• _Written task_:
Repeat the entries that follow verbatim, without any of their pictures.

(Photo-based point labeling data)
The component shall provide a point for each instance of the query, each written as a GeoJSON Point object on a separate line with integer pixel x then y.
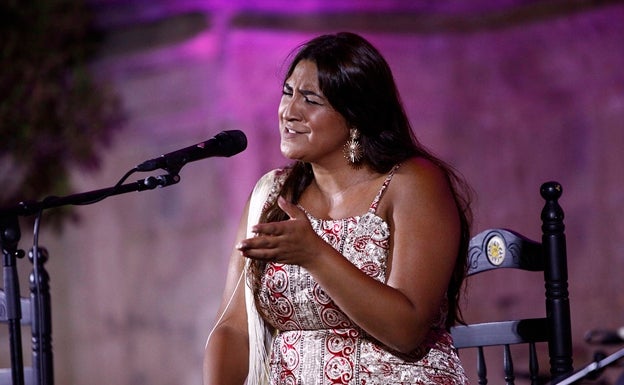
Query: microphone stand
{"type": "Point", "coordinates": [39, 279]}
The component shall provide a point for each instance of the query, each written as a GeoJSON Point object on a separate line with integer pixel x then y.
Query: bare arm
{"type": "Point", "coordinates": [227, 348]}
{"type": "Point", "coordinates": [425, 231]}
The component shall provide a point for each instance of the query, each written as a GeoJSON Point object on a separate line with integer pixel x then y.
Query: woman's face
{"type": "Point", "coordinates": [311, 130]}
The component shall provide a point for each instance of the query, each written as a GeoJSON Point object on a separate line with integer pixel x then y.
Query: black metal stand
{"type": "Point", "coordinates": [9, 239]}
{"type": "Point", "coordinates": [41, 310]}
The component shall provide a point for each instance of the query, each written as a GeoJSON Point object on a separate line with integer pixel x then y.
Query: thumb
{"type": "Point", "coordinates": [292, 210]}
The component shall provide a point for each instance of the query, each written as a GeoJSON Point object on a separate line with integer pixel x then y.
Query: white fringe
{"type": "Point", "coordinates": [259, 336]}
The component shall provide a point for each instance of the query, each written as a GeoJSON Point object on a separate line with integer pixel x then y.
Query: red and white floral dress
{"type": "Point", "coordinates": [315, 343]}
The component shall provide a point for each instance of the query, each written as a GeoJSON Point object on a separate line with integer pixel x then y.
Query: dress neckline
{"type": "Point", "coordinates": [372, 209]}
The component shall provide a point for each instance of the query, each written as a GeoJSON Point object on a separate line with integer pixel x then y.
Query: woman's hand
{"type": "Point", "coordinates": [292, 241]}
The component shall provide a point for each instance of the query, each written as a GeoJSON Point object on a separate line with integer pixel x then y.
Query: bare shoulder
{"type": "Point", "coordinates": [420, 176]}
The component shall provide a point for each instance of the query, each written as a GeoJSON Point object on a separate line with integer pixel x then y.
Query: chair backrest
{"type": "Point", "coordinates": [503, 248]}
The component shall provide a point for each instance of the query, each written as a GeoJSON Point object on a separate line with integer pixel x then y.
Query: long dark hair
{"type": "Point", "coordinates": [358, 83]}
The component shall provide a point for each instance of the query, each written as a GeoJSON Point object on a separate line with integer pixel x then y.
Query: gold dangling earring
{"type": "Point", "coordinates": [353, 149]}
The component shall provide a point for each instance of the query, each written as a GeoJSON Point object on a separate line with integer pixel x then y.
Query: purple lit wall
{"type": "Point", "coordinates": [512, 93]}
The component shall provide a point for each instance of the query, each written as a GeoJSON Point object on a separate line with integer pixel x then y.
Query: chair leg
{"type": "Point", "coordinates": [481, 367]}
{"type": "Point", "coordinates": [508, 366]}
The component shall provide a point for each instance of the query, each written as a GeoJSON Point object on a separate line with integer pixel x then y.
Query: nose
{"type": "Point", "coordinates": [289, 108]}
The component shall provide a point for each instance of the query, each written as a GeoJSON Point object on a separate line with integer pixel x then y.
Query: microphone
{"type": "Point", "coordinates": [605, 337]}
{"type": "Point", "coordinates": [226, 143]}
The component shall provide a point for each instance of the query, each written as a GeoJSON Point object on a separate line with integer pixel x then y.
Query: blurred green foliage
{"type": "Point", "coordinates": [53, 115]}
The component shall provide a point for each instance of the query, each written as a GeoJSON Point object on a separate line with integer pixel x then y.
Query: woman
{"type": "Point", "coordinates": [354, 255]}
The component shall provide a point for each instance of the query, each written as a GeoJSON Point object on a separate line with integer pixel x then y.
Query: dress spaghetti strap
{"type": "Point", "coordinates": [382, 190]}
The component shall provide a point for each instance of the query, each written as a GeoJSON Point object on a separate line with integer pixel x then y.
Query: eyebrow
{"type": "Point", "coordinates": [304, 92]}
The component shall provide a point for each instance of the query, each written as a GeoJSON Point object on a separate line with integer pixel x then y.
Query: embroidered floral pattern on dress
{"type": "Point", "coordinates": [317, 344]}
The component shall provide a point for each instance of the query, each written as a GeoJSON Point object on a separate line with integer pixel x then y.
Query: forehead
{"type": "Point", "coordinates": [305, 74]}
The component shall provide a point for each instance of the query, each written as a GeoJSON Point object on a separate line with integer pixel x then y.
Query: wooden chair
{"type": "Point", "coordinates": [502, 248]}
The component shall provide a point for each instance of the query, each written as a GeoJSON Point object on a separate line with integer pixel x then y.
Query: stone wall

• _Correct answer_:
The component shall provide a point for each instance of the query, each written as a GeoJSON Point object on a separate line with integer pixel x then y.
Query: microphone stand
{"type": "Point", "coordinates": [39, 279]}
The component shall provide a point for each instance of the query, each written as a GeoJSON Point object on a separate line with integer pixel x then y.
Query: bare arm
{"type": "Point", "coordinates": [227, 348]}
{"type": "Point", "coordinates": [425, 231]}
The component shall provide a point for each instance of the query, each written as a GeoJSON Point object on a separate line with integer pixel x then y.
Query: woman's face
{"type": "Point", "coordinates": [311, 130]}
The component shall provide a point for each instance of the query, each written as a GeoJSON Point object on a separate line with integer pixel x then y.
Query: black metal stand
{"type": "Point", "coordinates": [9, 239]}
{"type": "Point", "coordinates": [41, 310]}
The component shall provide a point for each instance of the query, each written as a GeoJSON Point object on a separate line with integer pixel x then y.
Query: thumb
{"type": "Point", "coordinates": [292, 210]}
The component shall provide a point for each instance of the query, each written as a GeoJSON Point object on a separate line with integer pixel x then y.
Query: white fringe
{"type": "Point", "coordinates": [259, 336]}
The component shall provide a point for each instance of the query, each written as a GeoJSON Point object on a separate line with integer pixel x then y.
Query: red and white floral dress
{"type": "Point", "coordinates": [315, 343]}
The component shall provide a point for each instance of the query, each written as a GeoJSON Point object on a separate line with integer pixel x then y.
Query: dress neckline
{"type": "Point", "coordinates": [372, 209]}
The component shall provide a point for each instance of the query, each written as a GeoJSON Point object on a separate line with integer pixel x then y.
Query: woman's hand
{"type": "Point", "coordinates": [292, 241]}
The component shall provide a point for each instance of the query, each written as a GeoJSON Point object on a separate line with integer pixel x then y.
Query: bare shoulder
{"type": "Point", "coordinates": [420, 176]}
The component shall provide a point for each instance of the query, each written as a GeoJSON Point object on a separate line with integer pixel x then y.
Query: chair backrest
{"type": "Point", "coordinates": [503, 248]}
The component shall provide a point for each instance of the query, each written as a GeoJSON Point object on a separate line with integer pixel x then y.
Query: long dark hair
{"type": "Point", "coordinates": [358, 83]}
The component shall provide a point for each instance of the query, each written as a GeoJSON Point object on a separate line with integer pixel x then y.
Query: gold dangling earring
{"type": "Point", "coordinates": [353, 149]}
The component shall provide a point for each instance of the query, each written as a GeoJSON Point object on a separate line with integer pixel x then y.
Query: purple lit wall
{"type": "Point", "coordinates": [512, 93]}
The component shall provide a point for each instance of the query, each written as a GeoJSON Point object on a separate line with integer pixel x then y.
Query: chair leg
{"type": "Point", "coordinates": [481, 367]}
{"type": "Point", "coordinates": [508, 366]}
The component shall provide a point for each instance of the query, each written as a GeoJSON Point object on a separate line with integer pixel x then y.
Query: nose
{"type": "Point", "coordinates": [289, 108]}
The component shall provide a point for each instance of the query, each written as a GeoJSON Point object on a separate line with integer pixel x then y.
Query: microphone
{"type": "Point", "coordinates": [605, 337]}
{"type": "Point", "coordinates": [226, 143]}
The component shall provide a point for each instance of the query, each written as a GeoJSON Point object on a separate line with integer pixel x then y.
Query: blurred green foliage
{"type": "Point", "coordinates": [53, 115]}
The component shall provide a point for each instance of the query, each written as a GeoJSON Point object on a separate line with integer pixel x then y.
Query: woman
{"type": "Point", "coordinates": [354, 255]}
The component shall provide a point for each instance of the query, each written as a GeoJSON Point object on a separate line with integer pixel x then y.
Query: dress spaghetti strap
{"type": "Point", "coordinates": [382, 190]}
The component shall provide a point for each instance of the query, each written as a GeoJSON Point object on a separate line with integer pixel x then y.
Query: eyebrow
{"type": "Point", "coordinates": [304, 92]}
The component shall provide a point for each instance of the query, each written as a GeoJSON Point object on a separate line with integer pixel x then y.
Query: embroidered floral pattern on dress
{"type": "Point", "coordinates": [317, 344]}
The component shall provide a point for each instance of the query, each written as a GeoJSON Point object on a separate line with integer pixel x then y.
Query: forehead
{"type": "Point", "coordinates": [305, 74]}
The component shall provide a point for each instance of the query, each written as a GeoJSON Point object on a separate line with integer pixel x then y.
Query: wooden chair
{"type": "Point", "coordinates": [502, 248]}
The component shall provide a point for each instance of the query, each written as a GeoJSON Point object on a separate line with integer pixel x then y.
Query: stone wall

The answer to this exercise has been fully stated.